◆ **Requirements**
How many lines in the rows below contain the string "separate"? Case counts; give only the number.

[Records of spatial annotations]
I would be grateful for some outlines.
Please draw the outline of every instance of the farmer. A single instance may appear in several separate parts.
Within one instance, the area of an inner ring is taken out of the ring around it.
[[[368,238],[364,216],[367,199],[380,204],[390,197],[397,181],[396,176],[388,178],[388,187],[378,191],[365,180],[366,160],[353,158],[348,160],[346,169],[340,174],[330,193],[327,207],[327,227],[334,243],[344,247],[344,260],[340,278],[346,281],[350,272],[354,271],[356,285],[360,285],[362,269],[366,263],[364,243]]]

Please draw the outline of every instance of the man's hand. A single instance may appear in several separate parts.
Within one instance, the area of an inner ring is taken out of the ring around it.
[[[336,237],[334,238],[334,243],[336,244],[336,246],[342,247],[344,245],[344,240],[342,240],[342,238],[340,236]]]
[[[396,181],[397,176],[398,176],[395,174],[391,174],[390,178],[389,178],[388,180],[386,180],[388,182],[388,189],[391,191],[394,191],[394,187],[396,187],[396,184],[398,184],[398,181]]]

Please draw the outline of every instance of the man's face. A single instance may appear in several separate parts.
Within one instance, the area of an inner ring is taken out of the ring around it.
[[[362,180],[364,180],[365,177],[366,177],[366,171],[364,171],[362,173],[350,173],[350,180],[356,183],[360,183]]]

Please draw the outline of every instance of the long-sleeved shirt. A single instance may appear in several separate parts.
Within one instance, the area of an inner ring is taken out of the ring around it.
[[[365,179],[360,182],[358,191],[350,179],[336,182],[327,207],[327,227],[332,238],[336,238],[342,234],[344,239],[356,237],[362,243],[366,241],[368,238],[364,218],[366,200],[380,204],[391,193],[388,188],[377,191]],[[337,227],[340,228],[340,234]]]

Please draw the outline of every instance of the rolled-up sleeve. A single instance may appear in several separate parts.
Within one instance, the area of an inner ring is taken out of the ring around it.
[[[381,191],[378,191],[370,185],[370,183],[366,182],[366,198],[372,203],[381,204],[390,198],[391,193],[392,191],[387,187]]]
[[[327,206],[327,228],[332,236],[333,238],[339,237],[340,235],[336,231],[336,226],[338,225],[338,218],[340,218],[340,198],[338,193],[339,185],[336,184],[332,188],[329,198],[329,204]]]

--

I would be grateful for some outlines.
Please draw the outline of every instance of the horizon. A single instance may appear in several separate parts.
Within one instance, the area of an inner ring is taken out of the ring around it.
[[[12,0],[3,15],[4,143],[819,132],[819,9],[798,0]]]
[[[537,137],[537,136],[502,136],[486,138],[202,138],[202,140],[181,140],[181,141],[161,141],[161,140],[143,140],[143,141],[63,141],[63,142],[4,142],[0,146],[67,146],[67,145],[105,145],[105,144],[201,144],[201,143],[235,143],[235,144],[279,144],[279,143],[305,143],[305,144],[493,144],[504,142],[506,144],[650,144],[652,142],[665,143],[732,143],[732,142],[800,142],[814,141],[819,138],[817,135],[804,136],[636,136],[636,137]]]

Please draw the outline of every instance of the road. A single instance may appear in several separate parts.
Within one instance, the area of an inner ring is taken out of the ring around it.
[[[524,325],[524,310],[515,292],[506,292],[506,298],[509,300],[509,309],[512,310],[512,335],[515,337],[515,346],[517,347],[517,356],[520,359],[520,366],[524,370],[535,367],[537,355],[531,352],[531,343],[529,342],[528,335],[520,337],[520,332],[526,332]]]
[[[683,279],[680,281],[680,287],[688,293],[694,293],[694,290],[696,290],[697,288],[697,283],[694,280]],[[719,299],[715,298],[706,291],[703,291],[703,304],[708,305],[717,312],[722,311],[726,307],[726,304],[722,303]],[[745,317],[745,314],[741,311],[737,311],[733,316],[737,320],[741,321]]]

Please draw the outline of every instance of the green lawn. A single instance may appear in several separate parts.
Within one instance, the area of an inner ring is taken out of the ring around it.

◆ **Task result**
8